### Objective
Pull out every line of the listing below that contains the word "dark", copying each such line in full.

### Records
◆ ◆ ◆

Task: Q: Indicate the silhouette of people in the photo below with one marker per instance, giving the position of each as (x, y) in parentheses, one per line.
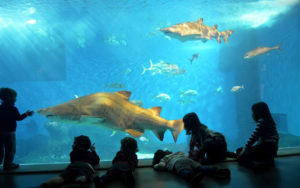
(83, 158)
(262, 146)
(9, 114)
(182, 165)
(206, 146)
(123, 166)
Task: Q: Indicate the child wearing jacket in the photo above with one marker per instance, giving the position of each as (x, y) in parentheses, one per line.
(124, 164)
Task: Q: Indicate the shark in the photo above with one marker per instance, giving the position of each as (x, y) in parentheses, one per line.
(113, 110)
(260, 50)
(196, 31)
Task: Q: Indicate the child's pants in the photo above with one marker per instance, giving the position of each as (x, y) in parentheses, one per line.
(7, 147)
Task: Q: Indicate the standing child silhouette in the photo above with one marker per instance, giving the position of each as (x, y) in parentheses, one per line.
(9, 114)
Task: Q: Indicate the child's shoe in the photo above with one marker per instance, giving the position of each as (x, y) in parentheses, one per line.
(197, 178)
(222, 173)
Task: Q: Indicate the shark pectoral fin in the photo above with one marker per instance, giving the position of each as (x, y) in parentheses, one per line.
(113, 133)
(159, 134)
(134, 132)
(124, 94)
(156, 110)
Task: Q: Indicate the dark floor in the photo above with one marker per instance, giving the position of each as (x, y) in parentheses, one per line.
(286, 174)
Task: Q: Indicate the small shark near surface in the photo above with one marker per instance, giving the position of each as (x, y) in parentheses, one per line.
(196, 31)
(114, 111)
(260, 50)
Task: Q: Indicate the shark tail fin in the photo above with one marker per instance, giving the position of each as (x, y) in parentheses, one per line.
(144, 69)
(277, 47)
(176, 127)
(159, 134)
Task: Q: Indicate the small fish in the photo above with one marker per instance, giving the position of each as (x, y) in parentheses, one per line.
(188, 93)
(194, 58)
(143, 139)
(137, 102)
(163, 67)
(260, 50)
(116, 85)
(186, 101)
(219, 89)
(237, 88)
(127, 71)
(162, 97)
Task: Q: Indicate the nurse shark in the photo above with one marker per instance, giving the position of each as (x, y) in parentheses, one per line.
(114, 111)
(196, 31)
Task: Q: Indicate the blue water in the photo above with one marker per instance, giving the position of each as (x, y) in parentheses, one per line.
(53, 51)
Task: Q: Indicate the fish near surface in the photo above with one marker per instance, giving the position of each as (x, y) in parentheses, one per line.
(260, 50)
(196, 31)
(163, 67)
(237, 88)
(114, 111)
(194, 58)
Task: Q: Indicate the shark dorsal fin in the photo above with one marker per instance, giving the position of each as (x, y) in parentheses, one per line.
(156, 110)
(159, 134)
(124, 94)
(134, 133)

◆ ◆ ◆

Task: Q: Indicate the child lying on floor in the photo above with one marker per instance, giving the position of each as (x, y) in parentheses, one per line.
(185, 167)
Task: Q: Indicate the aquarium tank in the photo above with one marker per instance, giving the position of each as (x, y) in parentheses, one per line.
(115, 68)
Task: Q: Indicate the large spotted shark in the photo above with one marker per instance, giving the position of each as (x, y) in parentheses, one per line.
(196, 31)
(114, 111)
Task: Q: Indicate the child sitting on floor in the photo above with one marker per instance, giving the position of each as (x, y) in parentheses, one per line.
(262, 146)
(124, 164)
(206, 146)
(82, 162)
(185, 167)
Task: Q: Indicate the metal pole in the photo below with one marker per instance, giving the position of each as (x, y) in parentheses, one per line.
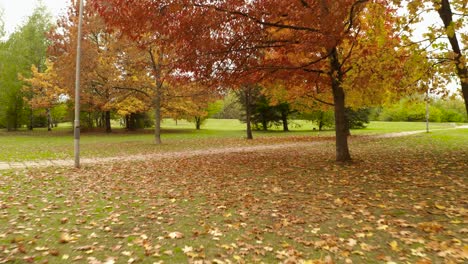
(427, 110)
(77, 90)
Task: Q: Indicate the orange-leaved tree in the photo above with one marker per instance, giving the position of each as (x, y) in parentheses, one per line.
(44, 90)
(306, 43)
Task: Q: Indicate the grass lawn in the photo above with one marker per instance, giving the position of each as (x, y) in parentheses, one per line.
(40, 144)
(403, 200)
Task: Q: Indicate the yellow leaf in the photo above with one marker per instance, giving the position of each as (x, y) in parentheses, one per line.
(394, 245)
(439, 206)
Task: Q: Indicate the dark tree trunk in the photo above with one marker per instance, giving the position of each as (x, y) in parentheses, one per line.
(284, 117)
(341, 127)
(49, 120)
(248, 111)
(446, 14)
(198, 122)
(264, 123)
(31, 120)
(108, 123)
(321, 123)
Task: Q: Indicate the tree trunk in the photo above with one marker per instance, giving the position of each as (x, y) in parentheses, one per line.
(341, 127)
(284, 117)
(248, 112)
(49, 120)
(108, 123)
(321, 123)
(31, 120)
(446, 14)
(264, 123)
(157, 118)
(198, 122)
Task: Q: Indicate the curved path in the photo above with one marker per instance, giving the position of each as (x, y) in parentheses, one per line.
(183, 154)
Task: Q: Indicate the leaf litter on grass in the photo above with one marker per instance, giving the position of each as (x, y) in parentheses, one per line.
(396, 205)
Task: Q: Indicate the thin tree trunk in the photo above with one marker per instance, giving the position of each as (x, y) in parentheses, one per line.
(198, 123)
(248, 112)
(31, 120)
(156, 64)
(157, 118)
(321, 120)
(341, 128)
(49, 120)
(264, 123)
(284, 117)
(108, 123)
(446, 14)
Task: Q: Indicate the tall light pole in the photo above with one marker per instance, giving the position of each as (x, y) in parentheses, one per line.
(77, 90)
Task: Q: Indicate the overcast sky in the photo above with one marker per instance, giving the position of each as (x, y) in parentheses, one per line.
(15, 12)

◆ ◆ ◆

### Answer below
Task: Q: Indicate the dark floor in the photo above with one marker per instance, giving the position of each as (x, y) in parentheses, one per line.
Task: Q: Indicate the dark tree trunk in the photo above with one marker per instance, giving the position of each as (x, y) in parentheses, one per line.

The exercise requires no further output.